═══ Data to process
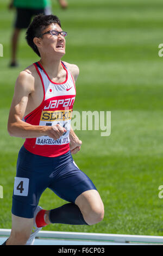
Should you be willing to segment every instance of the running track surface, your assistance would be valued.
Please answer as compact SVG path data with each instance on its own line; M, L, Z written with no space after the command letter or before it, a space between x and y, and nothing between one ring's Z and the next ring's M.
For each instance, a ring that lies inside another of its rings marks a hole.
M0 245L2 245L7 237L0 237ZM139 243L118 243L111 242L97 242L90 241L71 240L63 239L36 239L34 245L140 245Z

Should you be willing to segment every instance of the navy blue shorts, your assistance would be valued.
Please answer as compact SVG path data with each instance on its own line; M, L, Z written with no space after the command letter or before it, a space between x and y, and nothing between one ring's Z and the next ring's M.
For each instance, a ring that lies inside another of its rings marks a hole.
M30 153L23 146L17 159L12 213L33 218L40 198L47 188L71 203L84 191L97 190L90 178L76 164L70 151L56 157L47 157Z

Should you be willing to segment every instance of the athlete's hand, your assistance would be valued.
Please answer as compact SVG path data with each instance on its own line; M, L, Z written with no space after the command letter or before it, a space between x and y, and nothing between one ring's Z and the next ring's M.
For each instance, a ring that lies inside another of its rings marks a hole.
M56 141L67 130L64 127L61 126L59 124L57 124L52 126L49 126L48 130L46 132L46 135Z
M70 149L71 154L76 154L80 150L82 142L76 138L75 141L71 141L70 142Z

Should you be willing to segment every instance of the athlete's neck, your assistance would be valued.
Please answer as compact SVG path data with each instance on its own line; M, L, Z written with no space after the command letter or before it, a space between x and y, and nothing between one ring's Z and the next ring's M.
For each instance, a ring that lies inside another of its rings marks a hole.
M60 59L51 61L41 58L40 63L52 79L58 76L63 69Z

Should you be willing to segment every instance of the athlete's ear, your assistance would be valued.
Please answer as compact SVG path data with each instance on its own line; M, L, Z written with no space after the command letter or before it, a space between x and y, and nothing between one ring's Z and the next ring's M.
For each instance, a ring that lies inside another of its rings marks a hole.
M37 48L40 48L41 46L41 39L39 38L34 38L33 41Z

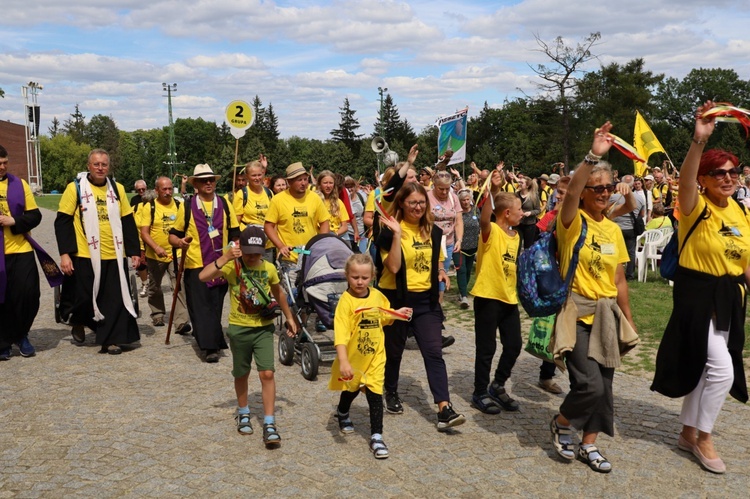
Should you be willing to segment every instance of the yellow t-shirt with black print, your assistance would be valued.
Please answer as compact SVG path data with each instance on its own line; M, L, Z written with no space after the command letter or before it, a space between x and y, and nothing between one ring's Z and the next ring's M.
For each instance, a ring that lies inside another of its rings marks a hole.
M490 224L487 241L479 236L477 278L471 294L480 298L518 304L516 262L521 237L509 236L499 225Z
M598 300L599 298L616 298L615 273L620 264L630 261L625 239L620 227L608 218L601 222L589 217L583 210L567 229L560 218L557 219L557 248L560 262L560 274L567 275L570 261L573 258L573 248L581 235L583 224L581 217L586 219L588 230L586 240L578 254L578 267L573 276L571 288L574 293ZM593 324L594 316L581 317L586 324Z
M380 256L385 261L390 248L381 248ZM412 225L401 221L401 254L406 264L406 282L409 291L427 291L432 287L432 239L428 235L422 237L418 225ZM438 264L442 267L445 259L442 250L438 257ZM383 268L383 275L378 282L382 289L396 289L396 276Z
M178 207L174 199L170 199L169 204L166 206L155 201L153 217L151 215L151 203L145 203L136 212L135 217L138 228L150 227L149 235L151 236L151 239L167 252L167 256L161 258L156 252L154 252L151 246L146 244L146 258L160 262L172 261L172 246L169 244L169 231L174 227L174 224L177 221L177 212ZM151 223L151 218L154 219L153 223Z
M690 227L708 204L708 218L698 222L683 247ZM750 263L750 222L734 200L720 208L705 196L698 196L690 215L680 213L677 236L680 241L680 265L715 276L738 276Z
M116 260L115 242L112 237L112 226L109 223L109 212L107 210L107 193L109 192L107 185L108 184L105 183L102 186L97 186L89 183L91 193L96 200L96 213L98 215L97 218L99 219L99 241L97 244L101 245L101 259ZM133 213L133 208L128 204L125 188L121 184L115 184L115 188L117 189L120 198L120 218L130 215ZM87 241L86 234L83 231L80 211L78 208L78 190L76 189L75 182L71 182L65 188L62 197L60 197L60 206L57 211L73 217L73 227L76 232L76 245L78 246L78 253L76 256L91 258L91 253L89 253L90 241ZM90 237L91 236L89 236L89 239Z
M26 200L26 211L36 210L37 205L34 201L34 195L29 189L29 184L24 179L18 179L23 185L23 195ZM8 176L0 180L0 215L11 216L10 207L8 206ZM23 234L13 234L10 226L3 227L3 236L5 237L5 254L28 253L33 248L31 244L23 237Z

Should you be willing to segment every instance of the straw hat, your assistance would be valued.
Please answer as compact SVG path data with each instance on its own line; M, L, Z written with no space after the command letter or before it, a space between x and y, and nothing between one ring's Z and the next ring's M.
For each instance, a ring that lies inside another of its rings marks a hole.
M219 180L221 178L221 175L215 174L211 167L207 164L195 165L193 174L188 177L188 182L193 185L194 180L202 178L213 178L214 180Z

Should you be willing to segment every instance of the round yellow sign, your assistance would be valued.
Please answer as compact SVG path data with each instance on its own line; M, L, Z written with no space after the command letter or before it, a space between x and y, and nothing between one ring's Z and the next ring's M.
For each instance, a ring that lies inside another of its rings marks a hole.
M245 101L235 100L229 103L226 109L227 124L232 128L245 130L253 126L255 113L253 108Z

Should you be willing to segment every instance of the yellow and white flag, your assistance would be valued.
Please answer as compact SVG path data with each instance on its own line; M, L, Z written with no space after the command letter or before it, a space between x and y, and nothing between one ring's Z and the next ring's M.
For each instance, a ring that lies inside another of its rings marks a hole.
M657 139L654 132L651 131L651 127L648 126L648 123L646 123L646 120L643 119L643 116L641 116L641 113L638 111L635 112L633 145L635 146L635 150L638 151L638 154L646 159L646 161L648 161L648 157L655 152L661 151L664 154L667 154L667 151L665 151L664 147L659 143L659 139ZM635 174L639 177L643 176L643 173L646 171L646 164L641 163L640 161L633 161L633 165L635 168Z

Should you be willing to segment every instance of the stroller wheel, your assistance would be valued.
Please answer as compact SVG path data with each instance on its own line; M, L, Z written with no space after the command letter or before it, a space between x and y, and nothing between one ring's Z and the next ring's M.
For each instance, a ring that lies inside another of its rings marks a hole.
M302 345L302 376L306 380L313 381L318 375L319 362L320 356L318 355L318 349L315 348L315 344L305 343Z
M279 362L285 366L291 366L294 364L294 338L286 334L285 329L279 336Z
M60 316L60 286L55 286L54 288L54 295L55 295L55 322L58 324L62 324L63 320Z

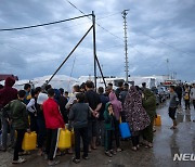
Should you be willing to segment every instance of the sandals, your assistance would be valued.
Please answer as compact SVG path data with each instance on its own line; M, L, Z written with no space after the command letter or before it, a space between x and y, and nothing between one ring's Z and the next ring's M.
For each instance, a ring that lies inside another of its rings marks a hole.
M75 164L79 164L79 163L80 163L80 159L76 159L76 157L73 157L73 162L74 162Z
M24 152L18 153L18 156L24 156L24 155L30 155L30 152L24 151Z
M114 150L110 150L109 153L113 155L116 155L116 151L114 151Z
M176 127L176 126L172 126L172 127L170 127L170 129L177 129L177 127Z
M121 151L122 151L122 149L120 149L120 147L117 149L117 152L121 152Z
M20 157L17 160L13 160L12 164L23 164L25 162L26 162L25 158Z
M105 152L105 155L107 155L108 157L113 157L113 154L109 151Z
M138 151L136 146L131 147L132 151Z
M152 143L148 143L147 145L145 145L145 149L152 149L152 147L153 147Z
M60 164L60 160L49 160L48 162L49 166L54 166L54 165L57 165L57 164Z

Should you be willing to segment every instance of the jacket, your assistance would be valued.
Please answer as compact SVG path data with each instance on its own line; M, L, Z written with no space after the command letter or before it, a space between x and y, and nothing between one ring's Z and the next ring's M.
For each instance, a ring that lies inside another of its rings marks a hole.
M69 112L69 120L73 120L74 128L83 128L88 126L90 108L86 103L76 103Z
M143 93L143 107L150 117L154 117L156 115L156 98L150 89L145 89Z
M21 100L13 100L3 107L3 117L12 121L14 129L29 128L26 105Z
M178 107L179 99L176 92L170 93L169 107Z
M9 102L17 99L17 90L12 88L15 80L8 77L4 82L4 88L0 90L0 108L5 106Z
M54 99L49 98L43 103L43 115L46 119L46 127L48 129L57 129L65 127L58 105Z
M105 97L104 94L100 94L100 99L101 99L102 107L101 107L101 110L99 111L100 116L99 116L98 120L104 120L105 105L106 105L106 103L109 102L109 98L108 98L108 97Z
M115 130L115 126L114 126L114 115L109 115L109 111L108 111L108 106L112 103L107 103L105 106L105 112L104 112L104 126L105 126L105 130Z

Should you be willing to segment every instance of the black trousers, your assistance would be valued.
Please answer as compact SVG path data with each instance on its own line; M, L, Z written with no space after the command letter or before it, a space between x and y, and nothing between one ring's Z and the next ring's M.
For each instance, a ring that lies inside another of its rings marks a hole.
M191 103L190 103L190 100L185 100L185 110L190 110L191 108Z
M60 129L47 129L47 155L53 160L56 155Z
M181 105L182 95L179 94L178 99L179 99L179 104Z
M38 130L37 130L37 117L35 116L34 113L30 113L30 112L29 112L29 116L30 116L30 130L38 132Z
M133 146L138 146L138 145L139 145L139 142L140 142L139 139L140 139L139 136L132 136L132 137L131 137Z
M88 127L75 128L75 157L80 159L80 138L82 138L83 143L83 156L88 156L89 151L89 138L88 138Z
M46 123L42 119L37 119L37 125L38 125L37 143L38 143L38 147L42 149L47 138Z
M170 117L172 120L176 120L176 111L177 111L176 107L169 107L169 117Z
M16 129L16 131L17 131L17 139L15 142L13 160L18 160L18 153L22 151L22 144L26 129Z
M114 118L114 125L115 125L115 140L116 140L116 146L119 147L120 146L120 137L119 137L119 120L117 120L116 118Z
M105 130L105 151L110 151L113 149L113 133L114 130Z

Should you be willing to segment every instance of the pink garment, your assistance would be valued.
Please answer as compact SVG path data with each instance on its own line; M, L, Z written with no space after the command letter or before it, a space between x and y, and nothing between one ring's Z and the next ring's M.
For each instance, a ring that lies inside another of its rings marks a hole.
M117 100L115 92L109 93L109 102L113 104L114 114L117 120L120 118L120 112L122 112L121 102Z

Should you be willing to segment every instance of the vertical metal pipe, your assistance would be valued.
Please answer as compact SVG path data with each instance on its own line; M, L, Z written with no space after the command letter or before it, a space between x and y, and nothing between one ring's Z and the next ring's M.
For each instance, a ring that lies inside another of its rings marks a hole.
M103 72L102 72L102 68L101 68L101 65L100 65L100 62L99 62L99 59L98 59L96 55L95 55L95 59L96 59L96 63L98 63L98 66L99 66L99 69L100 69L102 79L103 79L103 81L104 81L104 86L105 86L105 88L106 88L106 81L105 81L105 78L104 78L104 75L103 75Z
M92 11L92 24L93 24L93 57L94 57L94 87L96 91L96 40L95 40L95 15Z

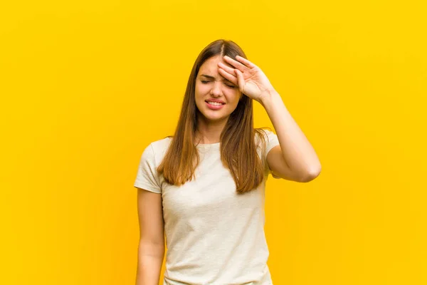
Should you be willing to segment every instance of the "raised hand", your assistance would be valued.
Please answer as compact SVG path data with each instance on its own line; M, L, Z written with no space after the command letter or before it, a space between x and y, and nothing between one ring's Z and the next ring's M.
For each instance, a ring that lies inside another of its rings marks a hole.
M227 56L223 59L235 68L219 62L219 73L238 86L240 91L248 97L260 103L263 97L268 93L264 91L274 90L263 71L248 60L240 56L236 57L237 61Z

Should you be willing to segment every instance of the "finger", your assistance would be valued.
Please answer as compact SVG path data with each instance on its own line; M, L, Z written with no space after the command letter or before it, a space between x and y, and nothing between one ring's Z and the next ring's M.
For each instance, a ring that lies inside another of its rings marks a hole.
M233 66L234 66L235 68L238 68L241 72L243 72L243 71L245 70L245 68L247 68L246 66L245 66L242 63L241 63L238 61L237 61L231 58L231 57L229 57L228 56L224 56L224 60L226 62L228 62L228 63L230 63L231 65L232 65Z
M224 71L227 71L228 73L230 74L234 74L234 68L230 67L230 66L226 66L224 63L221 63L221 62L218 62L218 66L221 68L222 69L223 69Z
M243 57L241 57L241 56L236 56L236 59L237 59L240 62L244 63L249 68L253 68L254 67L256 67L256 66L255 64L252 63L251 61L249 61L248 60L247 60L246 58L245 58Z
M237 76L237 80L238 80L238 88L240 89L241 92L243 93L243 86L245 86L245 78L243 78L243 74L238 69L235 69L234 72L236 73L236 75Z
M223 76L223 77L224 77L226 79L228 79L233 84L234 84L234 85L238 84L237 78L236 76L234 76L233 74L228 73L227 71L224 71L222 68L218 68L218 71L219 71L219 73L221 76Z

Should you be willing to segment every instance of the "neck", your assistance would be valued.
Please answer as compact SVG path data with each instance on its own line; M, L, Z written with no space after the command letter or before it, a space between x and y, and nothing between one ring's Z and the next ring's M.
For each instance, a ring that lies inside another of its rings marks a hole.
M227 119L221 121L199 120L199 125L196 132L196 141L202 144L220 142L221 133L226 123Z

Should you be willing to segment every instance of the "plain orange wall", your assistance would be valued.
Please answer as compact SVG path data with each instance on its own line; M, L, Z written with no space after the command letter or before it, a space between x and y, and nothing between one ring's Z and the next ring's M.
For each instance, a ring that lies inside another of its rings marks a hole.
M275 284L427 284L425 3L2 4L0 284L135 284L140 155L173 134L220 38L263 69L322 165L307 184L268 181Z

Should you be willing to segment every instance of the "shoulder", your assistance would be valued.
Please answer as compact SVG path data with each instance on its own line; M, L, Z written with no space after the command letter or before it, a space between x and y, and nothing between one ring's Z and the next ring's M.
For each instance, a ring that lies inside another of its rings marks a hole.
M157 153L167 150L172 141L172 137L167 137L161 140L154 140L154 142L151 142L149 146L151 146L153 149L153 151L155 153Z
M268 143L269 141L275 138L276 135L270 129L256 128L255 129L255 141L259 142L260 139Z

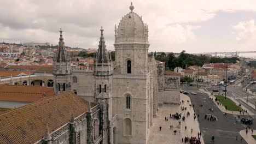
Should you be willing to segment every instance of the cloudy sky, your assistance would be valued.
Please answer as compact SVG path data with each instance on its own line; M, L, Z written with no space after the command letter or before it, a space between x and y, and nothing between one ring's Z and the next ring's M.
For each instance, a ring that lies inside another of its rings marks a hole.
M133 0L149 27L149 51L256 50L256 0ZM97 48L103 26L107 49L130 0L1 0L0 41Z

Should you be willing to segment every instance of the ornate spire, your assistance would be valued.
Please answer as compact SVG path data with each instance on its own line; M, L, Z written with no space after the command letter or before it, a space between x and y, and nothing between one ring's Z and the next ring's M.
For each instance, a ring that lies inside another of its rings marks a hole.
M98 52L96 55L96 60L98 63L107 63L109 61L108 54L107 53L107 49L106 49L105 41L104 40L104 36L102 27L101 27L101 38L99 41Z
M66 51L64 41L62 37L62 30L61 28L60 31L60 41L59 41L59 48L57 51L57 63L59 62L68 62L69 61L69 58Z
M131 11L134 9L134 7L132 5L132 2L131 2L131 6L130 6L130 9Z

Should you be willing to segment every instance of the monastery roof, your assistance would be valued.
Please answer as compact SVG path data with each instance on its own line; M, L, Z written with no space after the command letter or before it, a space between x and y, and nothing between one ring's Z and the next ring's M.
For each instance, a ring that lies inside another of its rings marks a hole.
M37 69L34 73L53 73L54 71L54 67L53 65L51 67L40 67Z
M164 75L181 75L181 74L179 74L179 73L176 73L171 70L165 70L164 71Z
M197 73L196 73L197 74ZM203 75L203 76L207 76L209 73L207 71L199 71L198 75Z
M9 65L7 69L19 69L24 70L36 70L41 67L52 67L53 65Z
M0 100L33 102L54 95L54 89L39 86L0 85Z
M0 114L0 143L34 143L88 111L88 101L69 92Z
M194 71L193 70L184 69L184 70L183 70L182 72L184 73L187 73L187 74L193 74Z
M10 70L1 70L0 71L1 77L7 77L12 76L18 76L21 74L32 74L33 71L10 71Z

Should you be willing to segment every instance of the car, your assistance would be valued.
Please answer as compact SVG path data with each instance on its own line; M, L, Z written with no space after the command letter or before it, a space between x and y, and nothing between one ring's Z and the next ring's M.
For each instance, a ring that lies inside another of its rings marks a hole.
M185 94L189 94L189 93L187 92L187 91L184 91L183 93Z

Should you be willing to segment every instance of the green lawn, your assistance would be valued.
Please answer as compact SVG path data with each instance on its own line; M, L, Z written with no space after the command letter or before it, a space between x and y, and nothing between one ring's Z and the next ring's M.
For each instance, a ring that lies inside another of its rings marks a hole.
M252 136L253 137L253 138L254 138L254 140L256 140L256 135L252 135Z
M225 97L222 95L214 95L215 97L219 99L219 102L225 106L226 106L228 110L234 111L242 111L242 109L238 106L236 105L232 100L229 99L228 97L225 99Z

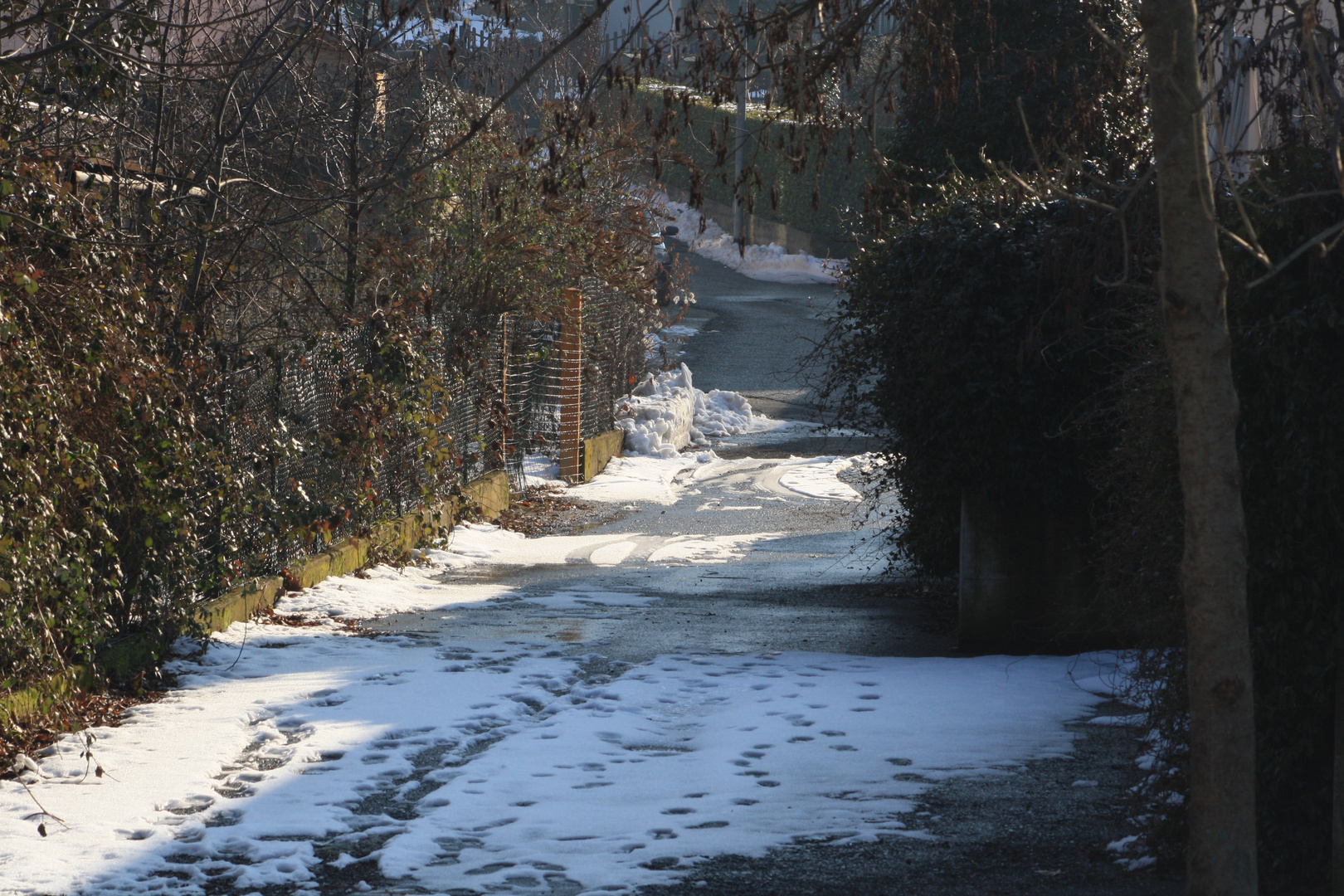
══════
What this task involves -> Which lines of the material contain the word "yellow"? Pick out each of them and copy it in full, treating uppercase and lowercase as different.

Answer to this exercise ->
Should you be willing to segment every instance of the yellow t-shirt with black print, your assistance would be valued.
Should you be willing to segment every instance of the round yellow sign, your assistance would be valued.
Should you be willing to segment every instance of the yellow and white flag, your assistance would be valued.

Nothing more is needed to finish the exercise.